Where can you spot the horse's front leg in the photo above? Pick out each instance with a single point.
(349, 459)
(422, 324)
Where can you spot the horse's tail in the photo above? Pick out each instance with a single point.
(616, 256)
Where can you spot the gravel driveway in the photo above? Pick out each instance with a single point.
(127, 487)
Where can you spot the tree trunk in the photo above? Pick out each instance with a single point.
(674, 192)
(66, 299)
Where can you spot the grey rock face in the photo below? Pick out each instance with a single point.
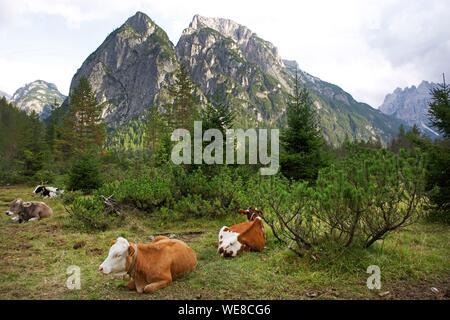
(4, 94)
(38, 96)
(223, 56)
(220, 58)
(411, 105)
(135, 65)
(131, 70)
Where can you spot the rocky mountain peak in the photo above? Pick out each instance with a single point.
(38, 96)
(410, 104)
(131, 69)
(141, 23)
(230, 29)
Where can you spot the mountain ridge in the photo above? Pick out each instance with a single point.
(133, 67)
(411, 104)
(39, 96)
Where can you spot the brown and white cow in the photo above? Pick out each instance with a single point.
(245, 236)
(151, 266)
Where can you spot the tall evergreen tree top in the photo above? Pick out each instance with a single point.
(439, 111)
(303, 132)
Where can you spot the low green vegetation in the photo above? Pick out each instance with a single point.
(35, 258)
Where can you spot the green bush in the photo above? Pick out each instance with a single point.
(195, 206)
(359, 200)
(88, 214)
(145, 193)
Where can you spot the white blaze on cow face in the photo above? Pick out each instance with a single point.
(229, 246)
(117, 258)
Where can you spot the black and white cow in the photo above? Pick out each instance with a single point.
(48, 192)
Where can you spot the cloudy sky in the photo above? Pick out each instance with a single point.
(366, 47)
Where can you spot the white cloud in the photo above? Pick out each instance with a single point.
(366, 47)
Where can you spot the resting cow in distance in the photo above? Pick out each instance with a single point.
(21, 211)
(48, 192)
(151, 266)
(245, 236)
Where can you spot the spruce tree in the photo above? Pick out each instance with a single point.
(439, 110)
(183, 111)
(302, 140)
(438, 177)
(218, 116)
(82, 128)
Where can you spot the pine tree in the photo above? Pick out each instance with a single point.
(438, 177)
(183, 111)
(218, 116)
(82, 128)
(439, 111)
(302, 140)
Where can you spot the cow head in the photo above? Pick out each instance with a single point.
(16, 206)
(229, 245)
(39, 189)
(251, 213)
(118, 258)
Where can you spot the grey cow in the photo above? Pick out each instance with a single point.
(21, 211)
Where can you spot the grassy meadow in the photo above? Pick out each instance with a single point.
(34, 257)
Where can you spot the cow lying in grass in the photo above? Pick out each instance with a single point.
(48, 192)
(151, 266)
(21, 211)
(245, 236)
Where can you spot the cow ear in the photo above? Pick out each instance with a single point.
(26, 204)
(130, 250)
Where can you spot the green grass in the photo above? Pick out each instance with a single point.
------------------------------
* Job: Every record gets retyped exactly; no picture goes into the copy.

* Full output:
Where can you spot the horse's front leg in the photo above? Pick out each instance with a single point.
(349, 459)
(422, 324)
Where can you spot the horse's tail in the photo above? Pick out each instance with a single point.
(616, 256)
Where can you spot the gravel driveway in the photo above? Pick out each instance with a single point.
(127, 487)
Where can you spot the tree trunk in the photo above? Pick out each instance with a single point.
(674, 192)
(66, 299)
Where can you spot the grey rock face in the photo below? Pick out each instance with a single point.
(4, 94)
(38, 96)
(223, 56)
(220, 58)
(411, 105)
(135, 65)
(131, 70)
Where can you spot the rocky mountain peak in the photo above? Pick out each instance with a single point.
(38, 96)
(410, 104)
(131, 69)
(141, 23)
(230, 29)
Where can you spot the mountain ridge in the photo above? Pick out each instance with a single point.
(133, 67)
(411, 104)
(39, 96)
Where can you spot the brown and white cow in the photo above? Pick out each instance with a single point.
(245, 236)
(151, 266)
Where can you spot the tall evergreen tree top in the photo above? Pick out each instance with a single point.
(439, 111)
(303, 132)
Where can you spot the low green vegetation in the photo above? Pick out each instance with a single point.
(35, 258)
Where can you spot the green bush in the photo above? Pick out each instance with a single point.
(195, 206)
(359, 200)
(88, 214)
(145, 193)
Where can you spot the white blaze on cow face in the photo above? Pick out each instance with a single point.
(229, 246)
(117, 258)
Where can you spot the black and white cow in the photo above? Pick out each instance with a single point.
(48, 192)
Where can you spot the cloudy sky in the photo above? Pick out each instance with a single point.
(366, 47)
Where can you spot the white cloud in the photo above? Pick out each instance with a single point.
(366, 47)
Where can you spot the resting cow in distance in the photo above? Pick out each instance with a single point.
(21, 211)
(48, 192)
(151, 266)
(245, 236)
Where can you spot the spruce tree in the photo above? Pick out each instance with a single point.
(439, 110)
(183, 111)
(302, 140)
(438, 177)
(218, 116)
(82, 128)
Where can you spot the pine tree in the photo above? Pick out each instance with a single point.
(438, 177)
(183, 111)
(218, 116)
(82, 128)
(439, 111)
(302, 140)
Where can you spot the cow head in the photo above? Pick out each instance with a single point.
(16, 206)
(229, 245)
(39, 189)
(251, 213)
(118, 258)
Where can you spot the grey cow in the photo above? Pick out each instance with a single point.
(21, 211)
Where can you spot the grassy meadow in the photo above? Pick out each instance with a single point.
(34, 257)
Where can you spot the cow lying in grass in the photo above? Pick out each instance with a single point.
(48, 192)
(151, 266)
(21, 211)
(245, 236)
Where can you spot the cow ear in the photo above? Pick out each instance with a single point.
(26, 204)
(130, 250)
Where can you spot the green grass in the photo above? Pick out each instance with a single point.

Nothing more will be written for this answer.